Document extract start

Many current sensor concepts are described in "Proceedings of the 5th
International Workshop on Structural Health Monitoring", Stanford University,
Stanford, CA, September 2005, edited by Fu-Kuo Chang. Current techniques use powered, discrete sensors that actively probe structures using ultrasound, or use highly sensitive ultrasonic microphones that 'listen' for cracks. In currently known sensor systems a compromise must be reached between a number of conflicting factors, such as the complexity of the sensor devices, the number needed to cover a given structure, the sensitivity of the sensor devices, the size and weight of sensor installations, and the overall cost of the sensor system. For example, if it is desired to monitor a ship's bulk for damage using prior-known discrete sensors, it is necessary to use a large number of sensors in order to reliably monitor the entire hull with an appropriate degree of sensitivity. However, the cost, complexity and weight of the system increases with the number of sensors used. Furthermore, individual connections must be made to each sensor. The reliability of any electrical system decreases as the number of electrical connections required increases. The production time for the structure also increases as the number of electrical connections increases, thereby also increasing manufacture costs. For example, fitting discrete strain gauges to a modern military aircraft can add several weeks to the production time. Such sensing systems, if used for damage detection are therefore not readily scalable.
One example of a prior-known system for damage detection is that described by Mark W. Lin, Ayo O. Abatan, and Musa B Danjaji in their paper "Electrical time domain reflectometry sensing cables as distributed stress/strain sensors in smart material systems", Proceedings of SPIE Volume 3042, pages 33 to 41 , June 1997. Lin et al. disclose the use of electrical time domain reflectometry (ETDR) for health monitoring applications of civil engineering structures. The ETDR sensing method disclosed by Lin et al. requires the use of a coaxial cable embedded in the structure. The cable is deformed by the stresses and strains to which the structure is exposed, and these deformations of the cable result in impedance changes which will partially reflect a signal propagating in the cable. The magnitude of the reflection is related to the degree of deformation of the cable, and so, by monitoring the cable, the stresses and strains to which the structure is exposed can be monitored. Unfortunately, it is not clear how the deformation of the cable relates to the stresses and strains to which the structure is subjected, and nor is it clear how an instantaneous measure of stresses and strains in the structure can be used to assess the level of damage to the structure.
OBJECTS AND SUMMARY OF THE INVENTION. It is an object of the invention to at least reduce or partially overcome some of the above-mentioned drawbacks. It is a further object of the invention to provide a damage sensor that is simple and quick to manufacture, cost- effective and directly sensitive to the pressure or occurrence of damage to a structure. It is an object of the present invention to provide a damage sensor that produces an output that is more simple to analyse than that of prior known damage sensors. It is also an object of the invention to provide a damage sensor with fewer electrical connections, and thus enhanced reliability and scalability, than prior known damage sensors.

Document extract end
Dataset rows start

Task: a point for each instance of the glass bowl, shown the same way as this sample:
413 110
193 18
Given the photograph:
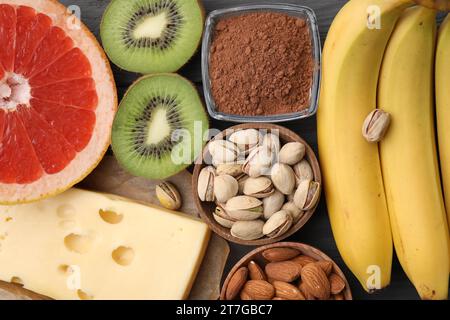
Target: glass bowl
289 9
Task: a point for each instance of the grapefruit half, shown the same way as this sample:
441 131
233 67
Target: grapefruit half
57 100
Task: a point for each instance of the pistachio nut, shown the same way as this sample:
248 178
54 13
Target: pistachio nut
168 196
307 195
278 224
260 187
292 153
246 140
303 171
223 151
206 184
258 162
232 169
241 181
376 125
283 178
225 188
272 143
248 230
222 217
273 203
244 208
295 212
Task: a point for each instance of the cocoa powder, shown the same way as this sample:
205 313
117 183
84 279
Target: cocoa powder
261 64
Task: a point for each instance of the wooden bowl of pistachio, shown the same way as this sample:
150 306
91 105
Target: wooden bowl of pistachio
257 184
286 271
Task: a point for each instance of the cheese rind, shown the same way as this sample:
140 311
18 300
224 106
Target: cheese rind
65 248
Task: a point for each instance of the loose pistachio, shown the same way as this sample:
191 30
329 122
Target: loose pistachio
376 125
260 187
283 178
303 171
246 140
278 224
292 153
222 217
232 169
244 208
307 195
258 162
295 212
225 188
273 203
223 151
168 196
206 184
248 230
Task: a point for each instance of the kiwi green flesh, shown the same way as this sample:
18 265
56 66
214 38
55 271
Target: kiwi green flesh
142 135
151 36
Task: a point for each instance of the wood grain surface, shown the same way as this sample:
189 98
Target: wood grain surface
317 231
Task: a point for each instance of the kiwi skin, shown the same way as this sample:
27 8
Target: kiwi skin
203 12
208 123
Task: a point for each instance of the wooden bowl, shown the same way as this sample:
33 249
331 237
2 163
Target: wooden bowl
207 208
256 255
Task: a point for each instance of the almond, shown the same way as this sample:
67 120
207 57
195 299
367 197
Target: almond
258 290
280 254
305 292
287 291
255 271
286 271
327 266
336 283
303 260
236 283
316 281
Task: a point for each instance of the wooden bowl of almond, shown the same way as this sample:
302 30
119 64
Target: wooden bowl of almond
286 271
257 184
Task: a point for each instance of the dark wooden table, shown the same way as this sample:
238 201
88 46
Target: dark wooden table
317 231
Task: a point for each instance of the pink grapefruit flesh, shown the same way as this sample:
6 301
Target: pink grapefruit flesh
57 100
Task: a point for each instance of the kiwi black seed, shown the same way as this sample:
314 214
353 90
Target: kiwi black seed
159 117
148 36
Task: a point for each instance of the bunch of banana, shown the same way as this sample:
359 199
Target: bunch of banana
357 173
408 154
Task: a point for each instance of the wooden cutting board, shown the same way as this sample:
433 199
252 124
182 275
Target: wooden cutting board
109 177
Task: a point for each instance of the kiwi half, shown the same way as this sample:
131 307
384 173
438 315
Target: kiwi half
160 127
148 36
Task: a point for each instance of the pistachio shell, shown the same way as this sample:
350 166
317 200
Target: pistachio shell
303 171
246 140
232 169
206 184
273 204
295 212
244 208
307 195
283 178
278 224
292 153
168 196
225 188
258 162
248 230
223 151
260 187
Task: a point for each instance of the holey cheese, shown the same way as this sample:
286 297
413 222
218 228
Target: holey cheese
86 245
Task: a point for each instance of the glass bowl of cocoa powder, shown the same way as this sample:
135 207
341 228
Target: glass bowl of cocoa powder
261 63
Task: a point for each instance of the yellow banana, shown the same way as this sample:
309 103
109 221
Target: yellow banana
408 154
354 191
443 107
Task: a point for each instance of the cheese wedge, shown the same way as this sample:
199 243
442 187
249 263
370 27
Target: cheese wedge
87 245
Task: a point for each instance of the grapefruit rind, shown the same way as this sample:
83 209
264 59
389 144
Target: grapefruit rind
85 161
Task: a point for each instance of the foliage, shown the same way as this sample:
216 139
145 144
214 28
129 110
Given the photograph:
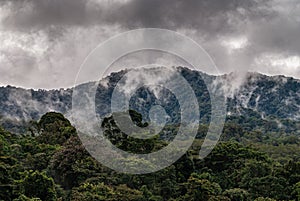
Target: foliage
52 164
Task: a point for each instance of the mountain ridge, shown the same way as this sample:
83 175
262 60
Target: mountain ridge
271 97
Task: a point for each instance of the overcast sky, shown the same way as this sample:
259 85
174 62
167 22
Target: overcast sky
43 42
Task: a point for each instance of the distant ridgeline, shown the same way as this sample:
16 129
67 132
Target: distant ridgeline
256 102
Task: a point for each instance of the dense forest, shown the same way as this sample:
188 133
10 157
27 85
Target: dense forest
48 162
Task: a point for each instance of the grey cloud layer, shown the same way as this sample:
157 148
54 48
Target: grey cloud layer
66 30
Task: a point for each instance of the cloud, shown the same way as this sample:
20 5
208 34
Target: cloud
44 42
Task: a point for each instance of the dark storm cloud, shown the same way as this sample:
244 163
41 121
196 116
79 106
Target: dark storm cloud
207 15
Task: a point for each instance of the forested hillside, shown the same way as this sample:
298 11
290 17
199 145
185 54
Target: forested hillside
49 163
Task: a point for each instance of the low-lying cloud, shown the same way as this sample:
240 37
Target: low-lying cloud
43 43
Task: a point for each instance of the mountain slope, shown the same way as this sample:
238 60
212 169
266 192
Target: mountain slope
274 98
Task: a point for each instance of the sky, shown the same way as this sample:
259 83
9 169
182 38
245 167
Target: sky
44 42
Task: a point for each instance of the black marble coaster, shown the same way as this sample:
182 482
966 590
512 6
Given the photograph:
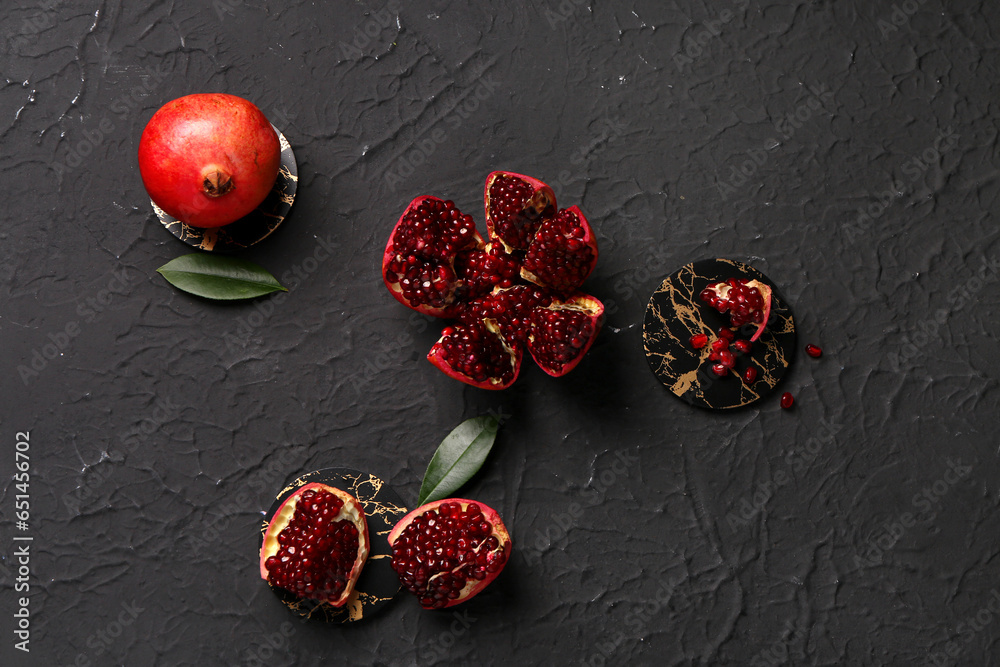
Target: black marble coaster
378 582
251 228
675 313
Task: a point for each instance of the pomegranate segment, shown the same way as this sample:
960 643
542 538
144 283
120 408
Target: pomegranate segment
418 266
561 333
477 354
483 270
746 301
563 253
448 551
515 207
316 544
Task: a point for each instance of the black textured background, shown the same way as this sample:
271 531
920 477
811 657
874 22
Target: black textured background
646 532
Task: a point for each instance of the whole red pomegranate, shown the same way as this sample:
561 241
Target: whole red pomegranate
316 544
517 292
209 159
448 551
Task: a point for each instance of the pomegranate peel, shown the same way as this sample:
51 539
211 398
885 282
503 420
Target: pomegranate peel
301 555
448 551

Dataset rows end

● **Exercise task A**: List the conflicting factors that, according to the structural damage sensor text, must be balanced in currently known sensor systems.
● **Exercise task B**: In the structural damage sensor text, what does the ETDR sensing method disclosed by Lin et al. require?
● **Exercise task C**: From the structural damage sensor text, return the passage starting at "OBJECTS AND SUMMARY" and ending at "than prior known damage sensors.".

● **Result A**:
- The complexity of the sensor devices
- The number needed to cover a given structure
- The sensitivity of the sensor devices
- The size and weight of sensor installations
- The overall cost of the sensor system

● **Result B**: It requires a coaxial cable embedded in the structure.

● **Result C**:
OBJECTS AND SUMMARY OF THE INVENTION. It is an object of the invention to at least reduce or partially overcome some of the above-mentioned drawbacks. It is a further object of the invention to provide a damage sensor that is simple and quick to manufacture, cost- effective and directly sensitive to the pressure or occurrence of damage to a structure. It is an object of the present invention to provide a damage sensor that produces an output that is more simple to analyse than that of prior known damage sensors. It is also an object of the invention to provide a damage sensor with fewer electrical connections, and thus enhanced reliability and scalability, than prior known damage sensors.